— START OF DATASET RECORDS —
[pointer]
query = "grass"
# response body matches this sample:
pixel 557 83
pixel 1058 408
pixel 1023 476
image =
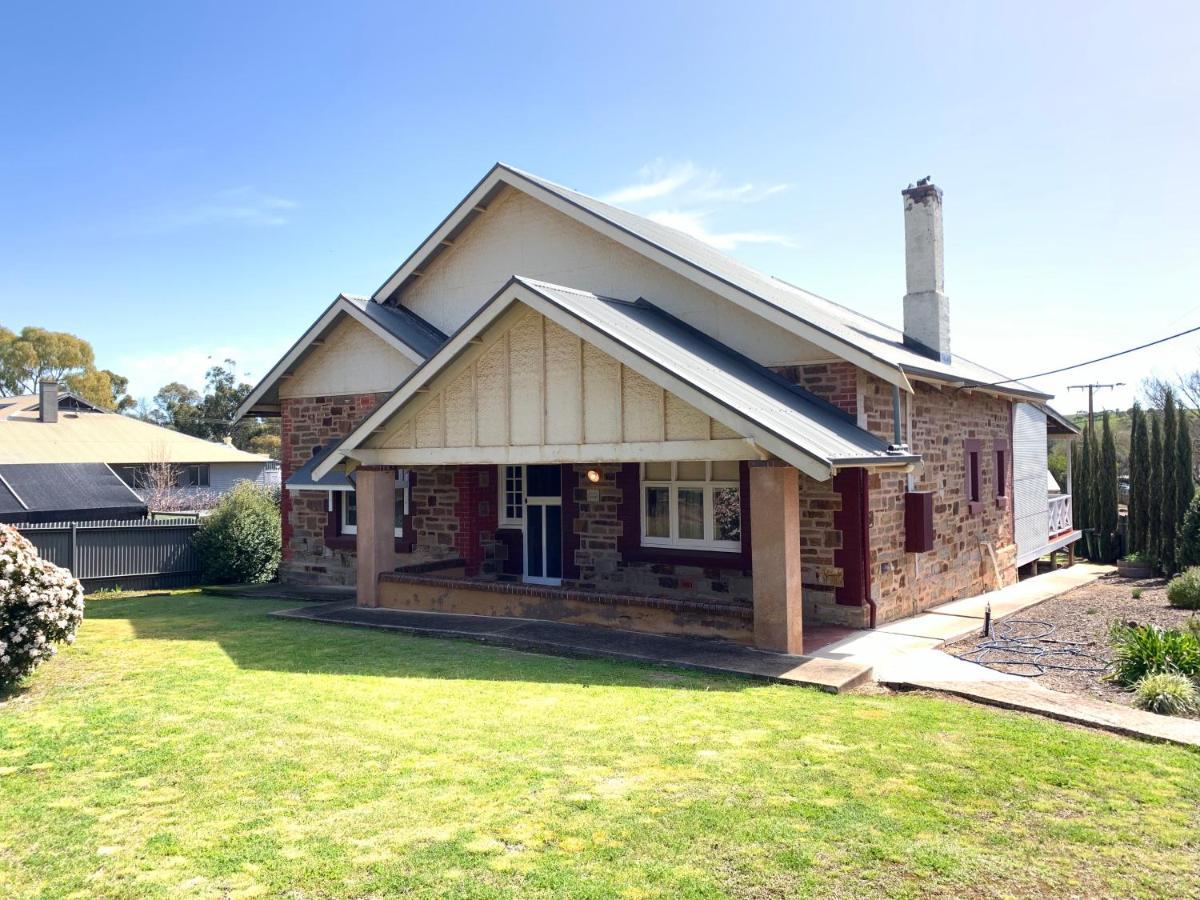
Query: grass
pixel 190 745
— END OF DATASET RECORDS —
Lay out every line of the items above as a two-column Markdown table, headed "Row" and "Line", with rows numbered in order and blank lines left out. Leave the pictures out.

* [RESPONSE TO THIS TASK]:
| Row | Line |
|---|---|
| 1 | [pointer] |
| 2 | query = "grass" |
| 3 | # response body matches this sample: |
| 4 | pixel 557 83 |
| 5 | pixel 1058 408 |
| 6 | pixel 1023 476 |
| 7 | image = |
| 8 | Query: grass |
| 9 | pixel 190 745 |